* **Work to complete**
Using the crossword thread, answer these:
1. What answer for 2 down is confirmed as correct?
2. How should the answer to 3 across be spelled?
3. Which word is confirmed as the answer to 4 across?

* **Excerpted text**
------------------------------------------------------------------------
2. should be discharge sound

6. should read sudden intense combustion with sparks (even)

For 8. read long term food storage *
_________________________________________________________


----------



## Northerner (Feb 4, 2015)

9 down - telescopes?


----------



## Redkite (Feb 4, 2015)

I think 9 down could be reflection?

3 across chippie?

4 journey?

6 down, detonation?


----------



## David H (Feb 5, 2015)

Northerner said:


> 9 down - telescopes?




Afraid not, but  your thinking  in the right direction.

THINK: end user who is looking up


----------



## David H (Feb 5, 2015)

Redkite said:


> I think 9 down could be reflection?
> 
> 3 across chippie?
> 
> ...



3. Is correct only spelt chippy


----------



## pippaandben (Feb 5, 2015)

2 down Thunderclap?


----------



## Robin (Feb 5, 2015)

5.Hanker?
10. Coiled?
9. Astronomer?


----------



## Redkite (Feb 5, 2015)

Could 9 down be periscopes?


----------



## BobbieH (Feb 5, 2015)

I also  thought 9 down was periscopes.
1 across might be "strange"


----------



## BobbieH (Feb 5, 2015)

is 4 across "journey"


----------



## David H (Feb 5, 2015)

pippaandben said:


> 2 down Thunderclap?



Well done PippaandBen.


----------



## David H (Feb 5, 2015)

Robin said:


> 5.Hanker?
> 10. Coiled?
> 9. Astronomer?



Well Done Robin on 5 and 9 unfortunately 10 is not correct.


----------



## David H (Feb 5, 2015)

Redkite said:


> Could 9 down be periscopes?



Morning Redkite 9 has been answered already Astronomer.


----------



## David H (Feb 5, 2015)

BobbieH said:


> is 4 across "journey"



Afraid not, but you're on the right track.

What are you said to do when you travel between your house and work?


----------



## Redkite (Feb 5, 2015)

4 across Commute


----------



## David H (Feb 5, 2015)

Redkite said:


> 4 across Commute



Well done Redkite


----------



## BobbieH (Feb 5, 2015)

Is 10 across Curled


----------



## David H (Feb 5, 2015)

BobbieH said:


> Is 10 across Curled



I'll accept that the word was furled.


----------



## BobbieH (Feb 5, 2015)

Thats what I meant


----------



## BobbieH (Feb 5, 2015)

Sorry: no stranger to crosswords but can 1 across really be unusual given that word is part of the clue.


----------



## David H (Feb 5, 2015)

BobbieH said:


> Sorry: no stranger to crosswords but can 1 across really be unusual given that word is part of the clue.



That's why I filled it in clue should have read rare or odd.
------------------------------------------------------------------------
* **Raw data**
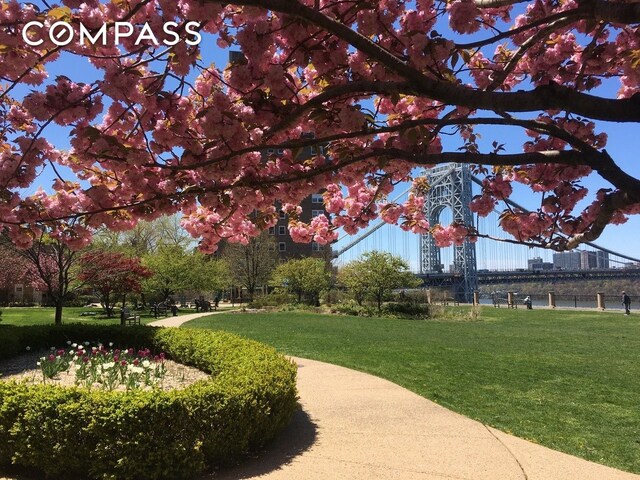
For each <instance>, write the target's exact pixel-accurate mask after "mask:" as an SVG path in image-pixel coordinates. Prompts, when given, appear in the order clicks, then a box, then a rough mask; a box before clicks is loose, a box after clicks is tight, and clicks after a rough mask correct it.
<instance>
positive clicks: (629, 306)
mask: <svg viewBox="0 0 640 480" xmlns="http://www.w3.org/2000/svg"><path fill="white" fill-rule="evenodd" d="M622 305H623V306H624V314H625V315H630V314H631V297H630V296H629V295H627V292H622Z"/></svg>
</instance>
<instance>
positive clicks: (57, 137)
mask: <svg viewBox="0 0 640 480" xmlns="http://www.w3.org/2000/svg"><path fill="white" fill-rule="evenodd" d="M481 36H482V35H481ZM202 55H203V63H205V64H207V63H210V62H212V61H214V62H215V63H216V65H217V66H218V67H224V65H225V64H226V61H227V55H228V53H227V51H226V50H221V49H219V48H218V47H217V46H216V44H215V41H214V39H213V38H212V37H211V36H208V38H207V37H205V39H204V40H203V43H202ZM47 70H48V72H49V77H50V80H51V81H52V80H53V79H55V77H56V76H57V75H68V76H69V77H71V78H72V79H73V80H74V81H85V82H90V81H93V80H95V79H96V78H97V77H96V73H95V70H93V68H92V67H91V66H90V65H89V64H88V62H87V61H86V60H85V59H81V58H78V57H74V56H71V55H68V54H67V55H65V56H63V58H62V59H61V60H60V61H57V62H54V63H50V64H47ZM616 89H617V86H613V85H610V86H606V87H605V88H604V89H603V90H601V92H600V94H601V95H604V96H608V97H614V96H615V91H616ZM28 91H29V89H28V88H24V87H20V88H19V89H16V90H14V95H15V96H17V97H20V96H21V95H24V94H26V93H27V92H28ZM598 129H599V130H602V131H605V132H607V134H608V136H609V142H608V146H607V151H608V152H609V153H610V155H611V156H612V157H613V158H614V159H615V160H616V161H617V162H618V164H619V165H620V166H621V167H622V169H623V170H624V171H626V172H627V173H628V174H630V175H632V176H634V177H636V178H638V177H640V163H639V162H638V160H637V155H638V153H637V152H639V151H640V135H639V133H640V132H639V131H638V126H637V125H636V124H617V123H606V122H599V123H598ZM67 131H68V130H65V129H63V128H60V127H56V126H51V127H49V128H48V130H47V132H46V135H47V137H48V138H49V139H50V141H52V142H53V143H55V144H56V146H58V147H59V148H63V149H64V148H67V147H68V145H69V143H68V134H67ZM478 131H479V132H480V133H481V135H482V138H481V140H480V145H481V148H482V147H484V151H489V150H490V146H491V143H492V142H493V141H494V140H497V141H498V142H500V143H504V144H505V148H506V150H507V152H519V151H521V150H522V142H523V141H524V139H525V136H524V134H523V132H521V131H519V130H517V129H510V128H505V127H492V128H491V129H488V128H484V129H479V130H478ZM443 143H444V146H445V148H448V149H450V150H453V151H455V150H456V149H457V148H458V147H459V143H457V142H456V140H455V139H448V138H446V137H445V139H444V141H443ZM51 181H52V172H50V171H48V170H47V171H45V172H43V174H42V175H41V176H40V178H39V179H38V181H37V183H36V184H35V185H34V188H33V190H35V189H36V188H37V187H39V186H42V187H44V188H45V189H48V187H49V186H50V184H51ZM584 183H585V185H586V186H587V187H589V188H590V189H593V190H597V189H598V188H602V187H605V188H606V187H609V185H608V184H607V183H606V182H605V181H604V180H602V179H601V178H599V177H598V176H597V175H592V176H591V177H589V178H588V179H586V181H585V182H584ZM521 190H522V191H520V190H516V194H515V195H514V200H515V201H517V202H518V203H521V204H523V205H524V206H525V207H529V208H532V209H533V208H535V207H536V203H535V202H536V201H538V202H539V199H537V200H533V197H532V196H531V194H530V193H529V194H527V192H526V191H524V189H521ZM397 230H399V229H397ZM639 233H640V216H635V217H632V218H631V219H629V221H628V222H627V223H626V224H624V225H619V226H615V225H612V226H610V227H609V228H608V229H607V230H606V231H605V232H604V233H603V235H602V237H601V238H600V239H599V240H598V241H597V243H599V244H601V245H603V246H606V247H607V248H610V249H612V250H615V251H619V252H621V253H625V254H627V255H631V256H635V257H640V247H638V246H637V245H638V244H639V243H638V242H637V241H636V239H637V236H638V234H639ZM387 235H400V234H399V232H397V233H394V231H389V232H388V233H387ZM398 238H400V237H398ZM403 241H405V240H403ZM532 256H535V255H532Z"/></svg>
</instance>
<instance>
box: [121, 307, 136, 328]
mask: <svg viewBox="0 0 640 480" xmlns="http://www.w3.org/2000/svg"><path fill="white" fill-rule="evenodd" d="M120 320H121V321H122V324H123V325H140V315H136V314H132V313H131V312H130V311H129V309H128V308H125V309H124V310H122V311H121V312H120Z"/></svg>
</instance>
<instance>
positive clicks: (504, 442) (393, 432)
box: [152, 313, 640, 480]
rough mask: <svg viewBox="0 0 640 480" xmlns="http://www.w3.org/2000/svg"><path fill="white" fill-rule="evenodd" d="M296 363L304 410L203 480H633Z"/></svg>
mask: <svg viewBox="0 0 640 480" xmlns="http://www.w3.org/2000/svg"><path fill="white" fill-rule="evenodd" d="M210 314H211V313H204V314H202V313H199V314H192V315H184V316H180V317H172V318H168V319H164V320H160V321H158V322H154V323H153V324H152V325H157V326H179V325H181V324H182V323H184V322H186V321H188V320H191V319H193V318H199V317H202V316H206V315H210ZM293 360H294V361H295V362H296V363H297V364H298V392H299V395H300V404H301V406H302V411H300V412H298V414H297V415H296V416H295V418H294V419H293V421H292V423H291V425H290V426H289V427H288V428H287V429H286V431H285V432H283V434H282V435H280V437H279V438H278V439H276V441H275V442H274V444H272V445H271V446H270V447H269V448H268V449H267V450H265V451H264V452H261V453H260V454H259V455H257V456H256V457H254V458H252V459H250V460H249V461H248V462H246V463H243V464H242V465H240V466H238V467H236V468H232V469H228V470H225V471H222V472H216V473H215V474H213V475H209V476H207V477H205V478H206V479H211V480H213V479H216V480H239V479H269V480H315V479H317V480H334V479H344V480H350V479H353V480H356V479H357V480H369V479H385V480H386V479H399V480H446V479H449V480H512V479H513V480H640V475H634V474H631V473H626V472H622V471H619V470H615V469H613V468H609V467H605V466H602V465H599V464H596V463H592V462H588V461H586V460H582V459H580V458H577V457H573V456H571V455H567V454H564V453H560V452H557V451H555V450H551V449H549V448H546V447H542V446H540V445H537V444H534V443H531V442H528V441H526V440H522V439H520V438H517V437H514V436H512V435H508V434H506V433H503V432H501V431H499V430H495V429H493V428H490V427H487V426H485V425H483V424H481V423H479V422H476V421H474V420H471V419H469V418H467V417H464V416H462V415H459V414H457V413H454V412H452V411H450V410H447V409H445V408H443V407H441V406H439V405H437V404H435V403H433V402H431V401H429V400H427V399H425V398H423V397H421V396H419V395H417V394H415V393H412V392H410V391H409V390H406V389H404V388H402V387H400V386H398V385H396V384H394V383H391V382H389V381H387V380H383V379H381V378H378V377H374V376H372V375H367V374H365V373H361V372H357V371H354V370H350V369H347V368H343V367H338V366H336V365H331V364H328V363H322V362H317V361H314V360H306V359H302V358H293Z"/></svg>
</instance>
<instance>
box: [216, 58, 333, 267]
mask: <svg viewBox="0 0 640 480" xmlns="http://www.w3.org/2000/svg"><path fill="white" fill-rule="evenodd" d="M246 61H247V60H246V57H245V56H244V54H243V53H242V52H241V51H230V52H229V63H230V64H232V65H238V64H244V63H246ZM302 138H314V136H313V134H312V133H304V134H302ZM324 148H325V145H309V146H306V147H303V148H300V149H299V150H297V151H295V152H293V154H294V155H295V158H296V159H298V160H306V159H308V158H311V157H313V156H315V155H318V154H322V153H323V149H324ZM283 154H284V149H275V148H268V149H266V150H265V151H263V152H262V155H263V158H265V159H266V158H268V157H271V156H274V155H275V156H278V155H283ZM300 207H301V208H302V213H301V214H300V217H299V220H300V221H302V222H305V223H309V222H311V219H312V218H313V217H316V216H318V215H326V216H327V217H328V216H329V215H328V214H327V211H326V210H325V208H324V202H323V199H322V192H317V193H314V194H313V195H310V196H308V197H307V198H305V199H304V200H302V202H300ZM288 224H289V218H288V217H287V215H286V214H285V213H284V212H283V211H282V210H280V212H279V217H278V223H277V224H276V225H275V226H273V227H270V228H269V234H270V235H274V236H275V239H276V248H277V251H278V255H279V256H280V260H281V261H283V262H284V261H287V260H290V259H292V258H303V257H323V258H327V259H330V258H331V246H330V245H320V244H319V243H316V242H311V243H296V242H294V241H293V239H292V238H291V235H289V229H288Z"/></svg>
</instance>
------------------------------------------------------------------------
* **Result of this task**
1. Thunderclap
2. Chippy
3. Commute